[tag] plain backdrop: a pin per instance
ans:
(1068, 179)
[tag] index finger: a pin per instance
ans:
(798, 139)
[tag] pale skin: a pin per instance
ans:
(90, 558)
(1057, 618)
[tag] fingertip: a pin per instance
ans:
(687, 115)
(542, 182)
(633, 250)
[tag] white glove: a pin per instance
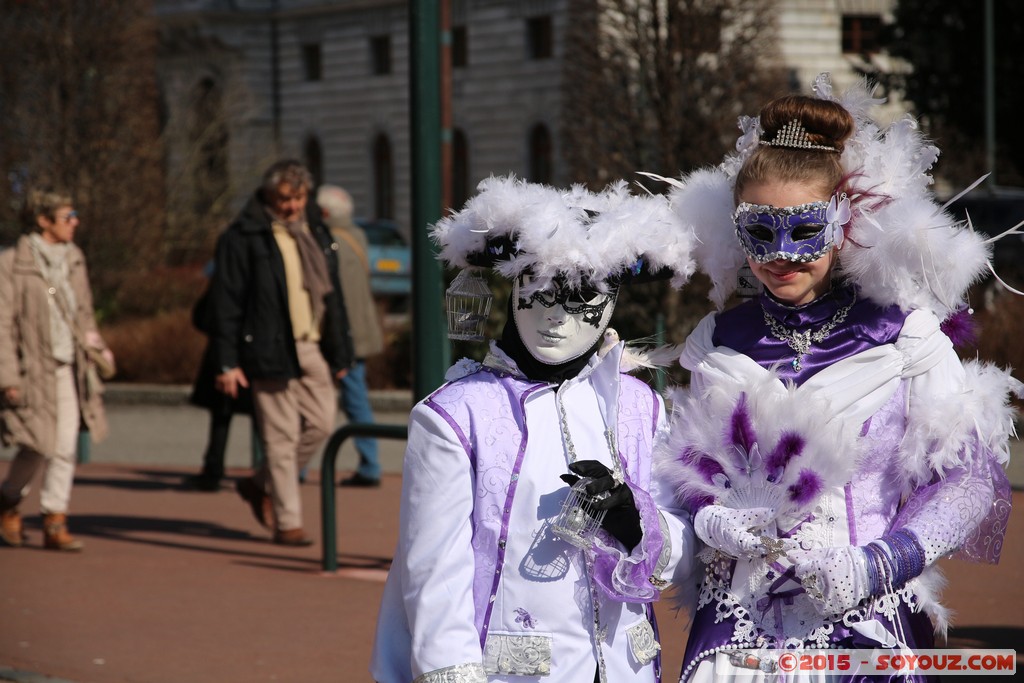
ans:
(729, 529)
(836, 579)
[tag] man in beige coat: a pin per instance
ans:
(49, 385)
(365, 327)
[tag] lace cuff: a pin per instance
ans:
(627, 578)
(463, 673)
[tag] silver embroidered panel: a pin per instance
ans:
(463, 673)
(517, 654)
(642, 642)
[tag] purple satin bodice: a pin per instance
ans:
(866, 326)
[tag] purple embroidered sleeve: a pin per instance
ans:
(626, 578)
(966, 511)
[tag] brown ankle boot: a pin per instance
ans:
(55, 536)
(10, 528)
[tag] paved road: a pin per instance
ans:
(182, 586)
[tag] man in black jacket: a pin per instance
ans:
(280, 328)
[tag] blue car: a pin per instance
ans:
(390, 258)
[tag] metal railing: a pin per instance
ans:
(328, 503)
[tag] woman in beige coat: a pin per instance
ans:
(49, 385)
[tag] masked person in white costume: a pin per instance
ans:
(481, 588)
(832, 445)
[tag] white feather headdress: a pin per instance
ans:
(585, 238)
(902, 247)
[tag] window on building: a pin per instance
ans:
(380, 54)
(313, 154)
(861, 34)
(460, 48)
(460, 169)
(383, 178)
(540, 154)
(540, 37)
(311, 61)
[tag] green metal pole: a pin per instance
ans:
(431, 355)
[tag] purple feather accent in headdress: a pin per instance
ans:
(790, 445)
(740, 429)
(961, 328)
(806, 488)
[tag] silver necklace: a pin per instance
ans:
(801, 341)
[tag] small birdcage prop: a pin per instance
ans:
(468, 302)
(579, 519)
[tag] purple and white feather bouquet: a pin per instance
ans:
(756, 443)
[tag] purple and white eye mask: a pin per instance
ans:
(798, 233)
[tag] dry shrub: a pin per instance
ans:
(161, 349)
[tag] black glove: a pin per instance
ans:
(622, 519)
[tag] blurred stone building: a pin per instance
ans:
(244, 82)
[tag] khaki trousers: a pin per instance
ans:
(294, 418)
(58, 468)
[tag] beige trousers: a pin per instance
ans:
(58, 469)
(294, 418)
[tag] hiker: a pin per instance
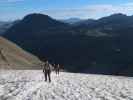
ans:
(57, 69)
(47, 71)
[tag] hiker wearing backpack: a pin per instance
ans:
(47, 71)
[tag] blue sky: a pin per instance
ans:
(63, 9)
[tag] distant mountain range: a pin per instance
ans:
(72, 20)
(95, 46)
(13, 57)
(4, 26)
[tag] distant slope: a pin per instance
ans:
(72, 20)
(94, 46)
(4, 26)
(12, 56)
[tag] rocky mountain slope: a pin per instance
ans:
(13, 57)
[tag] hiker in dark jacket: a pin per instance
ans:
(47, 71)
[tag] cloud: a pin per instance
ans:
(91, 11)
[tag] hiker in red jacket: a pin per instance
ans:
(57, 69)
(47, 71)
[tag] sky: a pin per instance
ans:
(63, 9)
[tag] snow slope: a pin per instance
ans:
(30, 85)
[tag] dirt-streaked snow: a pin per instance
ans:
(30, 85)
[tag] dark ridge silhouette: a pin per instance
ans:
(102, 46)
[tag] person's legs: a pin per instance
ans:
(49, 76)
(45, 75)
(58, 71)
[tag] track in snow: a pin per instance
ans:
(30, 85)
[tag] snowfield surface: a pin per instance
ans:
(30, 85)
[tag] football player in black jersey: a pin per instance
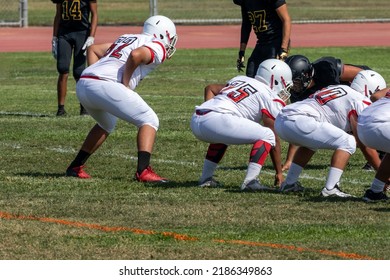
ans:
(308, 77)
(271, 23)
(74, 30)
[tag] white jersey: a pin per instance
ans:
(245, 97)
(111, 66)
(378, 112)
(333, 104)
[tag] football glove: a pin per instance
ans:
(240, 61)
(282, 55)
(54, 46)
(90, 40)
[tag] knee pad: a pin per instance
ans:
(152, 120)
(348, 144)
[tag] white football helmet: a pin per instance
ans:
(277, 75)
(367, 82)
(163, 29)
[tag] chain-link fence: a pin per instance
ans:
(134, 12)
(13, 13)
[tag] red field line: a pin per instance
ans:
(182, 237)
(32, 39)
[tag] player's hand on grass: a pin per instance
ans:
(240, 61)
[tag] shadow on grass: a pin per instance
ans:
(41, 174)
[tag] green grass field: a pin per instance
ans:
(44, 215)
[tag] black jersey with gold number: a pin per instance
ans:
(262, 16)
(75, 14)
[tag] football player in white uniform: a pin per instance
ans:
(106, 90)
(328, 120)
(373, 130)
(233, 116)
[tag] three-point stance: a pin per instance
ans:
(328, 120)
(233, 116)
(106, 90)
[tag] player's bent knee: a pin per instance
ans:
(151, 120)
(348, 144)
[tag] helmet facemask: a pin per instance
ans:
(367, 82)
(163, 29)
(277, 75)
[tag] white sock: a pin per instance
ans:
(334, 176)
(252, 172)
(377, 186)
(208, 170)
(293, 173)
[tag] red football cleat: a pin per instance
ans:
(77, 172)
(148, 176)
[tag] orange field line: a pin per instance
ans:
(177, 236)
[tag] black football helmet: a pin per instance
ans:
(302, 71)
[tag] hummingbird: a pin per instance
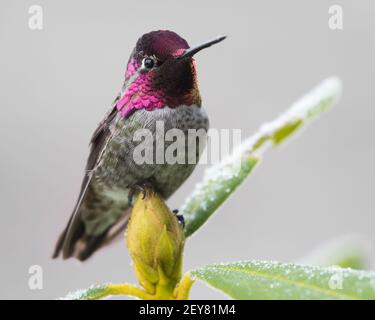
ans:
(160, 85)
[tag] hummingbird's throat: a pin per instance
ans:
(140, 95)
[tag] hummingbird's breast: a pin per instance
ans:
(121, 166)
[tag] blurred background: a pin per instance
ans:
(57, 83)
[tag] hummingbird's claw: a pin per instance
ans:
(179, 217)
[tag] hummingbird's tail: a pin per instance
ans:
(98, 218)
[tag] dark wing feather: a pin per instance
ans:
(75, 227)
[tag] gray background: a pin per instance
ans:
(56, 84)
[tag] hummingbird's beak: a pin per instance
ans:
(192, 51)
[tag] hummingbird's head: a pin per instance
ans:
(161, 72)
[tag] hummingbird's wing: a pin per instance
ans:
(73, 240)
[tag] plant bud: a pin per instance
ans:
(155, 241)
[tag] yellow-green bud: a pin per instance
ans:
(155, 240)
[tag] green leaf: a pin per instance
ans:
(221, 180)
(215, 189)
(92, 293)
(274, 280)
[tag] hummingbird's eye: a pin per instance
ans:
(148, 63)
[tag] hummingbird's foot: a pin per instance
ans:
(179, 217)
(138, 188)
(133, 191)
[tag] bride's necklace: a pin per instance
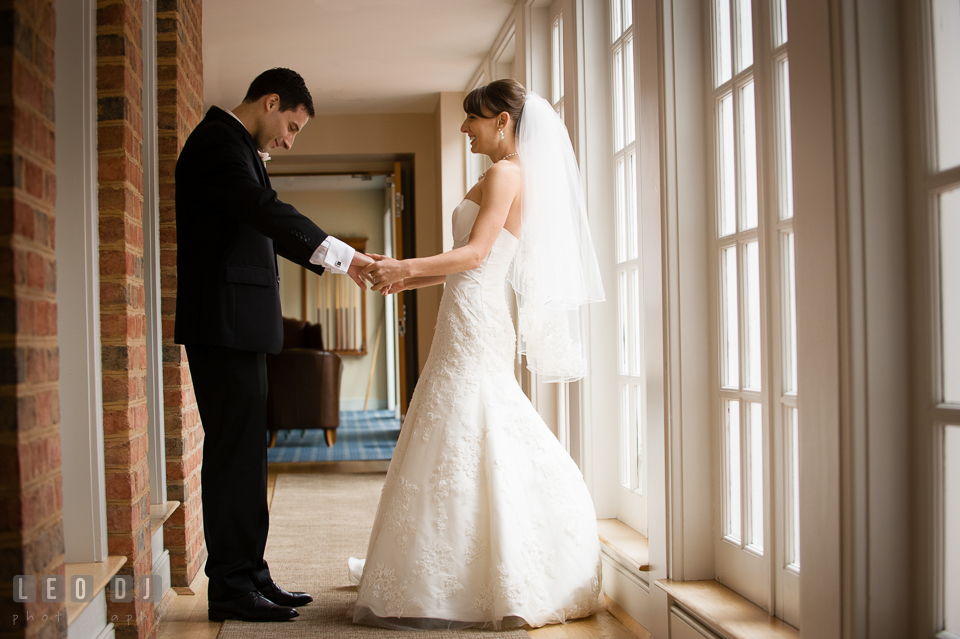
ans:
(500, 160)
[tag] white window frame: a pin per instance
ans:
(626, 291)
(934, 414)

____________

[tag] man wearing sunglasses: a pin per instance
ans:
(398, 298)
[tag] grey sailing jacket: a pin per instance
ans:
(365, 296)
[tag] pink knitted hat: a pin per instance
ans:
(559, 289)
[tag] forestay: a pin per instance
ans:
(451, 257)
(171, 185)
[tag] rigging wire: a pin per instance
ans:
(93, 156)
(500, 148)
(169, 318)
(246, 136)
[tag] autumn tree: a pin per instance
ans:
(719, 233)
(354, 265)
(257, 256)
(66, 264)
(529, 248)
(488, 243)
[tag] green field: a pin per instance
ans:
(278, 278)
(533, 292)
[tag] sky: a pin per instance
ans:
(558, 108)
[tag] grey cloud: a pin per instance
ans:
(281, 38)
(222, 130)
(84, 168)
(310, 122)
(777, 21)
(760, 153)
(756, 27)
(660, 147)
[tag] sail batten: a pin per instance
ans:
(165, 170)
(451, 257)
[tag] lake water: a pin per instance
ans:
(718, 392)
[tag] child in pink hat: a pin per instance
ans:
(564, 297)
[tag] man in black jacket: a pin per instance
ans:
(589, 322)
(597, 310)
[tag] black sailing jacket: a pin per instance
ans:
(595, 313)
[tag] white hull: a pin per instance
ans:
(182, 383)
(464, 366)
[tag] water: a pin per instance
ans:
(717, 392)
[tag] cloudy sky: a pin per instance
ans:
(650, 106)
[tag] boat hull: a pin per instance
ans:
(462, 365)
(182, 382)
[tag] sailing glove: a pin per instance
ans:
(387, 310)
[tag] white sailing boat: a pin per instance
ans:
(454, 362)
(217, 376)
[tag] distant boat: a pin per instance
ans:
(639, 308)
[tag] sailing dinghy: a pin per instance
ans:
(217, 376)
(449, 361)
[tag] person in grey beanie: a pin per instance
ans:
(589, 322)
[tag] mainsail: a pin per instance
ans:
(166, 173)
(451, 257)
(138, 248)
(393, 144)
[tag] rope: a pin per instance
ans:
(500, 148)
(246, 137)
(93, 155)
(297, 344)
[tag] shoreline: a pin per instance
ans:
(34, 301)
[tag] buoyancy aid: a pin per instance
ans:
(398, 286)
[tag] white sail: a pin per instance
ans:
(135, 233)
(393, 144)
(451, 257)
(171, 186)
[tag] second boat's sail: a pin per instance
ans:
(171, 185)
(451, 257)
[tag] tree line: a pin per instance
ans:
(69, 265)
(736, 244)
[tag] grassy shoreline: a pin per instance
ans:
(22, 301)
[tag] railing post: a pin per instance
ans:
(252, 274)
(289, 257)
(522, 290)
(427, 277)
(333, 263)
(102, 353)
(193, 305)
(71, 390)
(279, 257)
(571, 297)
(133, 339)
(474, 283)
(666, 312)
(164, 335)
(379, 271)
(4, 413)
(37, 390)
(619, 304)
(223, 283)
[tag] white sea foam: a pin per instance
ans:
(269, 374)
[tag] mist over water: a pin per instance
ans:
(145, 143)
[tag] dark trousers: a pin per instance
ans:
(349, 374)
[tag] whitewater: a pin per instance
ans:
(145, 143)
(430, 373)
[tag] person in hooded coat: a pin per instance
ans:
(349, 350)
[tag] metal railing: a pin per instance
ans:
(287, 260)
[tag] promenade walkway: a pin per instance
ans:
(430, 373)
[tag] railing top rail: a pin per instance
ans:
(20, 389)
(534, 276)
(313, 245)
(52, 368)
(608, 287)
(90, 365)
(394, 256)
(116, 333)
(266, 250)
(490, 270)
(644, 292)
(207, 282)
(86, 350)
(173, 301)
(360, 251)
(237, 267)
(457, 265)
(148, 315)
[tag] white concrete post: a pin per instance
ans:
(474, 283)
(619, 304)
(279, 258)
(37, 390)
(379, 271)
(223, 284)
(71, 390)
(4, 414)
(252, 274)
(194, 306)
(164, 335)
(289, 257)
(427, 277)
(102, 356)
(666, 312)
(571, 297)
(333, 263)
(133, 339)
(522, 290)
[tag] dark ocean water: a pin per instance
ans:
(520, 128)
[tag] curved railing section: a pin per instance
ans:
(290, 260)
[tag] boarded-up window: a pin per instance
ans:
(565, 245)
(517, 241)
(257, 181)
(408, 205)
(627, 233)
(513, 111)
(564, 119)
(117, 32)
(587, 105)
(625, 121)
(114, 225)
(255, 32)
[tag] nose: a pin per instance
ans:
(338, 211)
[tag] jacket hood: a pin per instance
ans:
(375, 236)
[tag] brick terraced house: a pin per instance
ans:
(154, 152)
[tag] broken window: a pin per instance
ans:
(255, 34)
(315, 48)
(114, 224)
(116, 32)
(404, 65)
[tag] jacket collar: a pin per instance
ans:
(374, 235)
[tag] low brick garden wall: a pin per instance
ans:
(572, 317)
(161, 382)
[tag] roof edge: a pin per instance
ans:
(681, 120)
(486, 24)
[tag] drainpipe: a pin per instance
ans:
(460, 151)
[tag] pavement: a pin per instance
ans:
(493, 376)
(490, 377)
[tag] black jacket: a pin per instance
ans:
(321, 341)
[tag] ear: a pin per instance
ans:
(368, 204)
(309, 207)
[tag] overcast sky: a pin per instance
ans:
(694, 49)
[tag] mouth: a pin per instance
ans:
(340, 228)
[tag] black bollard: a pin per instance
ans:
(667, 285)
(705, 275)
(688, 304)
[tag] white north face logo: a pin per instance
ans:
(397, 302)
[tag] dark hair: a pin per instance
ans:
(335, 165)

____________

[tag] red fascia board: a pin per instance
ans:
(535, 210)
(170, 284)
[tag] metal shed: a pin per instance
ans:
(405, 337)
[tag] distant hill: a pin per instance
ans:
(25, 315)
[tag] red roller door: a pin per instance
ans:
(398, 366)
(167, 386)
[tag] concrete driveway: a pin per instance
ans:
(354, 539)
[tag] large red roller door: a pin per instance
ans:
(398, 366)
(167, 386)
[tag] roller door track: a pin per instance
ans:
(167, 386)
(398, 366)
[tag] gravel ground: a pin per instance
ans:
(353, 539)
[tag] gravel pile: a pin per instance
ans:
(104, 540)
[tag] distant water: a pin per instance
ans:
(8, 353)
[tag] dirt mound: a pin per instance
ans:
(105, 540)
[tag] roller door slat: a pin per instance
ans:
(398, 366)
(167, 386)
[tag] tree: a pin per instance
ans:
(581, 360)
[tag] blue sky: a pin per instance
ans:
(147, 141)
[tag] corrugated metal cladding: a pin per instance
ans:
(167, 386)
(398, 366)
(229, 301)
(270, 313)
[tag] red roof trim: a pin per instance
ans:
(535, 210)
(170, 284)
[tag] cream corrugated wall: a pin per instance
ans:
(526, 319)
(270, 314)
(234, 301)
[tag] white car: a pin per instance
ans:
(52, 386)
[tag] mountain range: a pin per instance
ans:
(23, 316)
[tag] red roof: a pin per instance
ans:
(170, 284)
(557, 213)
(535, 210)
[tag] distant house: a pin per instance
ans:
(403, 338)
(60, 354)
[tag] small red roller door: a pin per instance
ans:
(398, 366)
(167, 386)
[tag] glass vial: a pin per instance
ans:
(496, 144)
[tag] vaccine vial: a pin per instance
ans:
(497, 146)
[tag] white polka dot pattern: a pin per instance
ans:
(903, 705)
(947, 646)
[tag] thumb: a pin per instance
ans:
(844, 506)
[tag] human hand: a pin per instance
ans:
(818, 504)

____________

• WHAT YOU WILL DO: Please gather every row above that contains the word "gravel", copying each one in full.

• SOLVED PROBLEM:
[tag] gravel ground: a pin per instance
[tag] gravel pile: a pin per instance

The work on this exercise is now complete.